(Point localization data)
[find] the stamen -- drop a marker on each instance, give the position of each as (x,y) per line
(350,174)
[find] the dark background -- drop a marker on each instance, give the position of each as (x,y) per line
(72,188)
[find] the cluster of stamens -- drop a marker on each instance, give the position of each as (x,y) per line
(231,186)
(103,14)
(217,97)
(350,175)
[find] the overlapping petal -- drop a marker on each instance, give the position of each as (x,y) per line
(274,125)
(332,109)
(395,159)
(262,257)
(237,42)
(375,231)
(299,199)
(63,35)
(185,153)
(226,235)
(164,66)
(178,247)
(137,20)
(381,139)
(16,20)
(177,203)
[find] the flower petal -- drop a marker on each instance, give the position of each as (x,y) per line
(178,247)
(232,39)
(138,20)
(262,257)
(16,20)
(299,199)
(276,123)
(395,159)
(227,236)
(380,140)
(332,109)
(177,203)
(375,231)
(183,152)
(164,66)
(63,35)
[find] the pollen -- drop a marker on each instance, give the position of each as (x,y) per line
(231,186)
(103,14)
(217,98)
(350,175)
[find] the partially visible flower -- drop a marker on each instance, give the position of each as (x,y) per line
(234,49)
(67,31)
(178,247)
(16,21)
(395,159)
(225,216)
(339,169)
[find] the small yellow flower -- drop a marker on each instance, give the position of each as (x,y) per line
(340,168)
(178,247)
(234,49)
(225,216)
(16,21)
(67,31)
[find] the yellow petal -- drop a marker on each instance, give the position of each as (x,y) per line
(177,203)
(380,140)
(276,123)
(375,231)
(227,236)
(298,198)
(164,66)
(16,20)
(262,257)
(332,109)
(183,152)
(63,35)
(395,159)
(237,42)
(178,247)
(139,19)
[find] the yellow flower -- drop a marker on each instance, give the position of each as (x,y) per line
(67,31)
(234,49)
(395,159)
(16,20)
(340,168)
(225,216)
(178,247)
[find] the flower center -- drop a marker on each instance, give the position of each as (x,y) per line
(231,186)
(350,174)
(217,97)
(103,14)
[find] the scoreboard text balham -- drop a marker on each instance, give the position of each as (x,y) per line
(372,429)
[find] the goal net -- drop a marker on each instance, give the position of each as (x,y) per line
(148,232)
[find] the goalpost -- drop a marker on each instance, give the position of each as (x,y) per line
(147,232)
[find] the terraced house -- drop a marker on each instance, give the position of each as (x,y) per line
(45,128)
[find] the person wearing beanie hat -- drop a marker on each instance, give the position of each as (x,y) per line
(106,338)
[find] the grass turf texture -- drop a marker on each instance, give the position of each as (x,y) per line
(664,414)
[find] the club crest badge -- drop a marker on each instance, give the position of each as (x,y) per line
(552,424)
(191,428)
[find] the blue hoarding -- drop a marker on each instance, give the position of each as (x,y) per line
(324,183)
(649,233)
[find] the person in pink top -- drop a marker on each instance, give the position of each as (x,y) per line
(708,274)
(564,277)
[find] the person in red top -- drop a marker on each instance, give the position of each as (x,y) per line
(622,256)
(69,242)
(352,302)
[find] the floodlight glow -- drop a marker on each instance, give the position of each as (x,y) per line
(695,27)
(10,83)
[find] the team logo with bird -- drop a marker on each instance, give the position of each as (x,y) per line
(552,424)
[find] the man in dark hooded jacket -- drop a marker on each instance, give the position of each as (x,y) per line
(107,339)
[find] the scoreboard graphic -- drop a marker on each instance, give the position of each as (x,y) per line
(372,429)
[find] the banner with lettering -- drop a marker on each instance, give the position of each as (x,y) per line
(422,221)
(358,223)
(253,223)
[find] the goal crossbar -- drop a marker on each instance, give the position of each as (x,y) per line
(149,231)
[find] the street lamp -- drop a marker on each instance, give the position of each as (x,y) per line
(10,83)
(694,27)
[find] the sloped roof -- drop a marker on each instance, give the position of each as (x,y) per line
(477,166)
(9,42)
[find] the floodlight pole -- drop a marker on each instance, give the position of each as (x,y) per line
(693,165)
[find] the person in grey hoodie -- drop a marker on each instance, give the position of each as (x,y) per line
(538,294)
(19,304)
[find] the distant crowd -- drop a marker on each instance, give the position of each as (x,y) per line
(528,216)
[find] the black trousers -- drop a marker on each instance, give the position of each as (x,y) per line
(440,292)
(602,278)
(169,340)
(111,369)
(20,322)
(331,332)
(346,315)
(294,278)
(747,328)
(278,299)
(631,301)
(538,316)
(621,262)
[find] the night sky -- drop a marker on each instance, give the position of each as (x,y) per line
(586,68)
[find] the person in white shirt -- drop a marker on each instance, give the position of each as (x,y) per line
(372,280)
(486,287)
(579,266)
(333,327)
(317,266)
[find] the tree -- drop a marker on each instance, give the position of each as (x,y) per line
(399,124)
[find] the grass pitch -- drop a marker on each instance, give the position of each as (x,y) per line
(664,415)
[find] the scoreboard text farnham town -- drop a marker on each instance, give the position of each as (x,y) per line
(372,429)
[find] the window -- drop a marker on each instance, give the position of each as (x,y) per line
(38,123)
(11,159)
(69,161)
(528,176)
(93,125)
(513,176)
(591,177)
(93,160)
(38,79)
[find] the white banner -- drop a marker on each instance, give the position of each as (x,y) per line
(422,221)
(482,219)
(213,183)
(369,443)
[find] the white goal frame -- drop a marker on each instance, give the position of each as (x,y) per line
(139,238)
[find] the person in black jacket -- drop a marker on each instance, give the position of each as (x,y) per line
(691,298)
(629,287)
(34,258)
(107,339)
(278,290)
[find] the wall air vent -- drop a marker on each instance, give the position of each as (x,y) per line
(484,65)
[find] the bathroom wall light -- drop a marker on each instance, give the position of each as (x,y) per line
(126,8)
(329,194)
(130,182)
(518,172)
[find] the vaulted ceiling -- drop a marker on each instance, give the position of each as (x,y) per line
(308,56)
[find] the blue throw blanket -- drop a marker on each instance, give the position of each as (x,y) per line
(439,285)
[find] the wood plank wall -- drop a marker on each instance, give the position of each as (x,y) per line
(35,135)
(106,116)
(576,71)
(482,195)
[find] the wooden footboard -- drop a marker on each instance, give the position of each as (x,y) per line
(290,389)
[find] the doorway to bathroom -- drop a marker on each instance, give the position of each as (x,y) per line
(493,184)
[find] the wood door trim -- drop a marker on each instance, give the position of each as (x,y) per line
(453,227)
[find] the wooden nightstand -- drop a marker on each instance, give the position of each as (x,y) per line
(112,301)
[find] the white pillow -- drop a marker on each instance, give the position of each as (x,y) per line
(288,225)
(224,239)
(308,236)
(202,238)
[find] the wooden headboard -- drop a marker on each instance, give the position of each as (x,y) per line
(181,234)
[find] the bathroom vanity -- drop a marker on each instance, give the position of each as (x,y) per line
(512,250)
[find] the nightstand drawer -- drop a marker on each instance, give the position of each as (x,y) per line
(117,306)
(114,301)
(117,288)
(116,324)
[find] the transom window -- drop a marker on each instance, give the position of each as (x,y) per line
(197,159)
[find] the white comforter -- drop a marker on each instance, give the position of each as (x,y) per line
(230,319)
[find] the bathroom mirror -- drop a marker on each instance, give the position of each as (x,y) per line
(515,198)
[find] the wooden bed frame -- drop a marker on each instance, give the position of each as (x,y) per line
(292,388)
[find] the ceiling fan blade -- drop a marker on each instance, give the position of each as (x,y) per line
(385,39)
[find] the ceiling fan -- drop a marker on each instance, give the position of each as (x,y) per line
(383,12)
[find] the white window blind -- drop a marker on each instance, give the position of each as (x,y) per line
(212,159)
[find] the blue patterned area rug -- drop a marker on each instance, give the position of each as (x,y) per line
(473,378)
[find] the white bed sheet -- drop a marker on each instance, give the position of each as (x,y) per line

EXERCISE
Set the entries down again precisely as they were given.

EXERCISE RESPONSE
[find] the stamen -- drop a marker on each instance, give the position of each as (x,y) per line
(350,174)
[find] the dark background -- drop a marker on each instance, give the position of each as (x,y) per line
(72,188)
[find] the cluster of stamens -- drop a marker on each instance, give the position of each as (x,y) per line
(231,186)
(103,14)
(217,97)
(350,175)
[find] the overlapping petal -- drop a marker on each instance, give the position of each as (x,y) per line
(274,125)
(332,109)
(395,159)
(262,257)
(237,42)
(375,231)
(299,199)
(63,35)
(185,153)
(226,235)
(164,66)
(178,247)
(137,20)
(381,139)
(16,20)
(177,203)
[find] the flower petal -- drop a marker on each instance, give the position of each as (x,y) per line
(178,247)
(232,39)
(138,20)
(262,257)
(16,20)
(299,199)
(276,123)
(395,159)
(227,236)
(380,140)
(332,109)
(177,203)
(375,231)
(183,152)
(164,66)
(63,35)
[find] the pollen -- drop a marker on each instance, give the position of each as (x,y) per line
(231,186)
(103,14)
(217,98)
(350,175)
[find] the partially visible flower -- drop a marker on each instance, give the position of each as (x,y) per line
(234,49)
(67,31)
(178,247)
(16,21)
(395,159)
(225,216)
(339,169)
[find] the small yellow flower -- drop a marker on each instance, give the position of each as (x,y) per line
(340,168)
(178,247)
(234,49)
(225,216)
(16,21)
(67,31)
[find] the yellow petal -- drop a marker on each instance, give the position of each as (x,y) per line
(177,203)
(380,140)
(276,123)
(375,231)
(227,236)
(298,198)
(164,66)
(16,20)
(262,257)
(332,109)
(183,152)
(63,35)
(395,159)
(237,42)
(178,247)
(139,19)
[find] the yellow flower -- drop a marker on each instance, give the position of each as (x,y) per line
(67,31)
(234,49)
(395,159)
(16,20)
(340,168)
(225,216)
(178,247)
[find] the flower center -- drop a marker on each instance, give the position of each as (x,y) per line
(231,186)
(350,174)
(217,97)
(103,14)
[find] the scoreboard text balham -- drop a marker on each instance, give the position of each as (x,y) per line
(372,429)
[find] the goal net -- drop a marker on each instance, give the position of each as (x,y) per line
(148,232)
[find] the goalpost -- drop a marker on each instance, give the position of each as (x,y) per line
(147,232)
[find] the terraced house -- drop a marker on each instance, give the position of each as (x,y) per line
(45,128)
[find] the person wearing beanie hat -- drop a marker on each instance, give the position of each as (x,y) per line
(106,338)
[find] the grass turf texture -- drop a marker on each instance, give the position of each as (x,y) per line
(664,414)
[find] the club crest badge -- drop a marker on each instance, give the position of each as (x,y) per line
(552,424)
(191,428)
[find] the blue hoarding -- drop a marker on each instance, give the position of each as (x,y) per line
(324,183)
(649,233)
[find] the person in pink top -- drop a marker on each instance, give the position of each as (x,y) per line
(708,274)
(564,277)
[find] the person in red top -- drop a marker on each instance, give the position of each as (x,y) per line
(622,256)
(69,242)
(352,302)
[find] the floodlight glow -- drop a marker on each instance, give the position of each as (x,y) per line
(695,27)
(10,83)
[find] the team logo with bird -- drop a marker on each instance, give the position of each as (x,y) per line
(552,424)
[find] the man in dark hooded jacket -- drop a marker on each instance, give the position of each as (x,y) per line
(107,339)
[find] the scoreboard graphic -- drop a marker on each instance, give the position of each as (x,y) per line
(372,429)
[find] the banner with lettering -- drop a marker on each instance, give the position of each as (x,y) per line
(422,221)
(358,223)
(253,223)
[find] the goal crossbar -- drop a marker on each instance, give the position of each as (x,y) per line
(149,231)
[find] the street lamp -- drop a marker on each instance, give the position of each as (x,y) per line
(10,83)
(694,27)
[find] the sloped roof -- drop a marker on each instance, give the position of each as (x,y) per line
(477,166)
(9,42)
[find] the floodlight pole -- drop a marker on each instance, give the position of each as (x,y) per line
(693,165)
[find] the person in grey hoodie -- drop a marker on each instance, give the position of each as (x,y) per line
(538,294)
(19,304)
[find] the distant crowd -- drop a marker on each instance, give the position of each as (x,y) per line
(528,216)
[find] the black trousers -- drop a marker on each instance, give the position of each as (x,y) per line
(440,292)
(602,278)
(169,340)
(111,369)
(20,322)
(331,332)
(346,315)
(294,278)
(747,328)
(278,299)
(631,301)
(538,316)
(621,262)
[find] the night sky -- drop a marker on each instance, give the position of each as (x,y) per line
(586,68)
[find] the person in white shirt -- drop a marker on each instance, give the position of each as (x,y) per line
(372,280)
(486,287)
(579,266)
(333,327)
(317,266)
[find] the tree -- drop a marker on each instance, give the position of each as (x,y) per line
(399,124)
[find] the grass pitch -- drop a marker on each instance, give the position of each as (x,y) per line
(664,415)
[find] the scoreboard text farnham town -- drop a marker on each instance, give the position of each as (x,y) per line
(372,429)
[find] the window -- drop a marker on each instance, give the position of each as (x,y) per line
(38,123)
(11,159)
(69,161)
(528,176)
(93,125)
(513,176)
(591,177)
(93,160)
(38,79)
[find] the white banner -- drop a marker on each instance, give the position of each as (x,y) per line
(422,221)
(482,219)
(213,183)
(369,443)
[find] the white goal frame -- drop a marker on each instance, give the position of each as (x,y) per line
(139,238)
[find] the person in black jacket -- drop a marker on each instance, give the position of each as (x,y) per line
(691,298)
(629,287)
(34,258)
(107,339)
(278,290)
[find] the wall air vent -- drop a marker on each instance, give the position of each as (x,y) per line
(484,65)
[find] the bathroom wall light -- drop a marker on each instance, give the position of each as (x,y) per line
(126,8)
(329,194)
(130,182)
(518,172)
[find] the vaulted ceiling -- drop a marker on each instance, give the position of each as (x,y) per line
(308,56)
[find] the blue throw blanket -- drop a marker on each instance, give the position of each as (x,y) per line
(439,285)
[find] the wood plank wall -- drop a marker on each instance, give the position of each as (x,y) per line
(35,135)
(106,116)
(576,71)
(482,195)
[find] the wooden footboard -- drop a marker on each instance, give the position of each as (x,y) per line
(290,389)
[find] the doorway to bathroom -- drop a marker on each instance, give the position of each as (x,y) per line
(493,184)
[find] the wood door trim -- drop a marker on each instance, give the position of each as (x,y) per line
(453,227)
[find] the wooden nightstand -- drop a marker on each instance, give the position of each as (x,y) per line
(112,301)
[find] the white pillow -- drop a marker on each instance, give the position of each as (x,y) per line
(288,225)
(224,239)
(308,236)
(202,238)
[find] the wooden headboard -- drop a marker on each instance, give the position of each as (x,y) per line
(181,234)
[find] the bathroom vanity -- drop a marker on each instance, give the position of each as (x,y) per line
(512,250)
[find] the nightstand drawer -- drop a marker on each instance, give the position of each as (x,y) per line
(117,306)
(114,301)
(117,288)
(116,324)
[find] the transom window -- drop a marker on each instance, give the position of each as (x,y) per line
(197,159)
[find] the white comforter -- drop a marker on each instance, give the position of each as (x,y) per line
(230,319)
[find] the bathroom mirror -- drop a marker on each instance, give the position of each as (x,y) per line
(515,198)
[find] the wooden bed frame -- drop a marker on each instance, give the position of each as (x,y) per line
(292,388)
[find] the ceiling fan blade -- drop a marker on each instance, give the position of each as (x,y) per line
(385,39)
[find] the ceiling fan -- drop a marker on each instance, give the position of each as (x,y) per line
(383,12)
[find] the white window blind -- drop a marker on each instance, give the position of each as (x,y) per line
(212,159)
[find] the blue patterned area rug -- drop a marker on each instance, give the position of each as (x,y) per line
(473,378)
[find] the white bed sheet -- drop a marker on each instance, give the position of each as (x,y) per line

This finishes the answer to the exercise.